■ **Directive 1**:
Do the following statements agree with the IMU pre-integration excerpt? For each, answer yes or no and quote the deciding words of the excerpt. (a) The IMU pre-integration technique was first proposed in [26]. (b) Re-propagating the IMU measurements takes a lot of time. (c) The IMU is assumed to be synchronized with the camera.
■ **Directive 2**:
How would you put this sentence from the IMU pre-integration excerpt into Spanish: "With the starting states changing, we need to re-propagate the IMU measurements, which is time consuming."
■ **Directive 3**:
Write the next part of the IMU pre-integration excerpt, picking up after equation (13).

■ **Source text**:
Equations (6)–(8) can be further represented by using IMU measurements:

R (t + Δ t) = R (t) E x p ((\tilde{w} (t) - b_{g} (t) - n_{g} (t)) Δ t)

(9)

ν (t + Δ t) = ν (t) + g Δ t + R (t) (\tilde{a} (t) - b_{a} (t) - n_{a} (t)) Δ t

(10)

p (t + Δ t) = p (t) + ν (t) Δ t + 1 / 2 g Δ t^{2} + 1 / 2 R (t) (\tilde{a} (t) - b_{a} (t) - n_{a} (t)) Δ t^{2}

(11)

3.3. IMU Pre-Integration

From Equations (9)–(11), we can see that the IMU state propagation requires the rotation, position and velocity of the body frame. With the starting states changing, we need to re-propagate the IMU measurements, which is time consuming. To avoid this problem, we use the IMU pre-integration technique that is first proposed in [35] and is further extended to the manifold structure in [26]. Here we give a rough overview of its theory and usage within monocular visual–inertial SLAM systems. We assume that the IMU is synchronized with the camera and provides measurements at discrete times k. The relative motion increments between two consecutive keyframes at times

k = i

and

k = j

are defined as

Δ R_{i j} ≐ R_{i}^{T} R_{j} = \prod_{k = i}^{j - 1} E x p ((\tilde{ω_{k}} - {b_{g}}_{k} - {n_{g}}_{k}) Δ t)

(12)

ν_{i j} ≐ R_{i}^{T} (ν_{j} - ν_{i} - g Δ t_{i j}) = \sum_{k = i}^{j - 1} Δ R_{i k} (\tilde{a_{k}} - b_{a k} - n_{a k}) Δ t

(13)

■ **Information given**:
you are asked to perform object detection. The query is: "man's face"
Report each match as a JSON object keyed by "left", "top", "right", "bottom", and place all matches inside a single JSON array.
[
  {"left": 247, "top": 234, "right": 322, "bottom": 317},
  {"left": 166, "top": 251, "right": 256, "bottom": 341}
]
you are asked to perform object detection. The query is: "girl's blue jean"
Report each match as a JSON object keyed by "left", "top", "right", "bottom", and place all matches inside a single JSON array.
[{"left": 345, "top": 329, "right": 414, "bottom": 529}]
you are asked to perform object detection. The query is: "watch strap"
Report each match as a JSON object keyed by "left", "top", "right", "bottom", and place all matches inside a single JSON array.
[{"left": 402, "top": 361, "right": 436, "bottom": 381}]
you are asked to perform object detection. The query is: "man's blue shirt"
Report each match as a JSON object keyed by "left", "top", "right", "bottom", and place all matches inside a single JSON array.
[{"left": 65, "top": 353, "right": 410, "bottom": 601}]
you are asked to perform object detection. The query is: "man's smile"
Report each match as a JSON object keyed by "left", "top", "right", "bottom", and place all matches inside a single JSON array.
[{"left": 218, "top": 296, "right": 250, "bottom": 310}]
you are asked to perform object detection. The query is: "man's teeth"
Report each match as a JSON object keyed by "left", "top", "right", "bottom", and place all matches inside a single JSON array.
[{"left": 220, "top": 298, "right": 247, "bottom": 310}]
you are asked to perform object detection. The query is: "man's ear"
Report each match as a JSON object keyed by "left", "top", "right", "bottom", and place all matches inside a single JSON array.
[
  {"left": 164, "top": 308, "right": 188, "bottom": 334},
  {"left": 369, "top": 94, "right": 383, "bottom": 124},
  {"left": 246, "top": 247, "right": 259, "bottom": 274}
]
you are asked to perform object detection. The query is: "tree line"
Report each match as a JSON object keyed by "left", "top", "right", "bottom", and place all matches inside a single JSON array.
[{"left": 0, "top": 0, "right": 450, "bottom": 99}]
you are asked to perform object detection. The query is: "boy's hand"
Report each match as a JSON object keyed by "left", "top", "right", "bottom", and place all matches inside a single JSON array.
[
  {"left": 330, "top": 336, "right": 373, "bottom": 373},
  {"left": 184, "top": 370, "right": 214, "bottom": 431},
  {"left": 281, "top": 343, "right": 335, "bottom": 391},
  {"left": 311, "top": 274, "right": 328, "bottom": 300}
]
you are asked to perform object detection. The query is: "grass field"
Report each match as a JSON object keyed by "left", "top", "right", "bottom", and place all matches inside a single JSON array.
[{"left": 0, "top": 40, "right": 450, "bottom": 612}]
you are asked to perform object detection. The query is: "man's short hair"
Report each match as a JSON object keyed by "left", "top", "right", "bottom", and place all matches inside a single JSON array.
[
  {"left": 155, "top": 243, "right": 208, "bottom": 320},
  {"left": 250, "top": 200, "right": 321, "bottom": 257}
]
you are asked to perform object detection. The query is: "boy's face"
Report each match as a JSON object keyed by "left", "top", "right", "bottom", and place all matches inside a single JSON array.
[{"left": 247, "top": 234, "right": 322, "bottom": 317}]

■ **Answer 1**:
(a) No: "first proposed in [35] and is further extended to the manifold structure in [26]"
(b) Yes: "we need to re-propagate the IMU measurements, which is time consuming"
(c) Yes: "We assume that the IMU is synchronized with the camera"

■ **Answer 2**:
Al cambiar los estados iniciales, necesitamos volver a propagar las mediciones de la IMU, lo cual consume mucho tiempo.

■ **Answer 3**:
Δ p_{i j} ≐ R_{i}^{T} (p_{j} - p_{i} - ν_{i} Δ t_{i j} - 1 / 2 g Δ t_{i j}^{2}) = \sum_{k = i}^{j - 1} [Δ ν_{i k} Δ t + 1 / 2 Δ R_{i k} ({\tilde{a}}_{k} - b_{a k} - n_{a k}) Δ t^{2}]

(14)

In the above equations, the IMU biases are considered to be constants in the time interval

Δ t

. However, more likely, the estimated biases change by a small amount

δ b

during optimization. Therefore, the Jacobians

J_{(\cdot)}^{g}

and

J_{(\cdot)}^{a}

are applied to indicate how the measurements

Δ (\cdot)

change with a change

δ b

in the bias estimation; then the pose and velocity can be further expressed as

R_{W B}^{i + 1} = R_{W B}^{i} Δ R_{i, i + 1} E x p (J_{Δ R}^{g} b_{g}^{i})

(15)

_{W} ν_{B}^{i + 1} =_{W} ν_{B}^{i} + g_{W} Δ t_{i, i + 1} + R_{W B}^{i} (Δ ν_{i, i + 1} + J_{Δ ν}^{g} b_{g}^{i} + J_{Δ ν}^{a} b_{a}^{i})

(16)

_{W} p_{B}^{i + 1} =_{W} p_{B}^{i} +_{W} ν_{B}^{i} Δ t_{i, i + 1} + 0.5 g_{W} Δ t_{i, i + 1}^{2} + R_{W B}^{i} (Δ p_{i, i + 1} + J_{Δ p}^{a} b_{a}^{i})

(17)

Here the IMU pre-integration is computed iteratively when IMU measurements arrive, and the Jacobians can be precomputed during the pre-integration with the method mentioned in [26].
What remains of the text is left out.